* What you have to do:
Return all of the items below word for word, leaving out the pictures.

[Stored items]
## Start

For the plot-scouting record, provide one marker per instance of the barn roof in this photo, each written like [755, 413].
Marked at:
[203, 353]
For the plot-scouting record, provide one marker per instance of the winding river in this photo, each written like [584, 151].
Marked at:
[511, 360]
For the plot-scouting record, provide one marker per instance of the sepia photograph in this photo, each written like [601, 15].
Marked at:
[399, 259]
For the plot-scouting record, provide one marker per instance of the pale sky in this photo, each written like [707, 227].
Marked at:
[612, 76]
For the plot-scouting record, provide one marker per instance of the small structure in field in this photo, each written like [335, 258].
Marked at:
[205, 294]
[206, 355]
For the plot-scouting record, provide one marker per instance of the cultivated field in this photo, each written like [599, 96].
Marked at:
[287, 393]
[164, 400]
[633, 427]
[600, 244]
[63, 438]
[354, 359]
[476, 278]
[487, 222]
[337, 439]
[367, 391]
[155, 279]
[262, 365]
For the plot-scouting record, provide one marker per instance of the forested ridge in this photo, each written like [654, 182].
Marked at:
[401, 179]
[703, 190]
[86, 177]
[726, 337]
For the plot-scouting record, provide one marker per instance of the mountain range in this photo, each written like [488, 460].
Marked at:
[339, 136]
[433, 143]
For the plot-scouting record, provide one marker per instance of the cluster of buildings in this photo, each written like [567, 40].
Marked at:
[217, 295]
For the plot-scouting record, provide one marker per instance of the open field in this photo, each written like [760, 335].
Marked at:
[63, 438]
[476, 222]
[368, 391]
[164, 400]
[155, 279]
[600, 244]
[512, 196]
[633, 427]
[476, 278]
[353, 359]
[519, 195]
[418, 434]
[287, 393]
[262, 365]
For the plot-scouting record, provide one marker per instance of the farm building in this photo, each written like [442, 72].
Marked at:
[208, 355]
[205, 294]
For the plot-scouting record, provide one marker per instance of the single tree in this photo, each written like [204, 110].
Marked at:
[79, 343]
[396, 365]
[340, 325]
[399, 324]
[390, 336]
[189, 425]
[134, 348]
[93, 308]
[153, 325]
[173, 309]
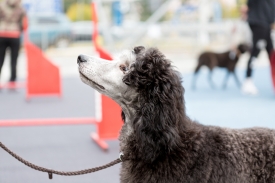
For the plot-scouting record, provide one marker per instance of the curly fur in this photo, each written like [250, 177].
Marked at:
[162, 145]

## End

* Response to the task:
For the plot-scouting record, provide one marker per instance of the barn roof in this photo, each written like [755, 413].
Marked at:
[203, 353]
For the plot-scouting record, provide one marker per instance of the winding river in this photo, each written like [584, 151].
Marked at:
[511, 360]
For the plot-scouting record, provide one marker per instance of the sepia photograph in this photo, each written like [601, 15].
Marked at:
[399, 259]
For the plot-scouting record, provide one marker per instance of the pale sky in this photo, each written like [707, 227].
Marked at:
[612, 76]
For the plot-scouting record, provide one marker per instance of the small structure in field in this photo, each written like [335, 258].
Marked at:
[205, 294]
[206, 355]
For the plot-scouting record, provide one marker per instance of the cultivated field in this photo, each written like [599, 96].
Marked at:
[287, 393]
[164, 400]
[633, 427]
[600, 244]
[63, 438]
[354, 359]
[476, 278]
[487, 222]
[337, 439]
[367, 391]
[155, 279]
[262, 365]
For the plot-scouting record, provide one marker per instance of the forested ridge in this photo, each written like [654, 182].
Marked at:
[401, 179]
[703, 190]
[86, 177]
[726, 337]
For the plot-scouting record, provide one marker per instance of the mountain range in this photo, each written like [488, 460].
Marked at:
[339, 136]
[433, 143]
For the plot-scouting record, provide one marker per instance of the cluster of buildings in this photo, each written like [567, 40].
Marked at:
[217, 295]
For the plot-scouting record, provide one marker per instance of the open field in this photo, each written like [760, 335].
Marked at:
[63, 438]
[476, 222]
[368, 391]
[164, 400]
[155, 279]
[600, 244]
[512, 196]
[633, 427]
[476, 278]
[353, 359]
[519, 195]
[418, 434]
[287, 393]
[262, 365]
For the plot-scouting record, provide one marker per instance of the farm building in this photo, each written like [442, 72].
Marked at:
[208, 355]
[205, 294]
For the plot-scouting record, provide one marker per instance of the single tree in this photo, each written like [204, 110].
Marked at:
[79, 343]
[396, 365]
[340, 325]
[399, 324]
[390, 336]
[189, 425]
[134, 348]
[93, 308]
[153, 325]
[173, 309]
For the plot-scouting record, provide one marker per instance of the curly fur in this photo, each written like [250, 177].
Marked at:
[162, 145]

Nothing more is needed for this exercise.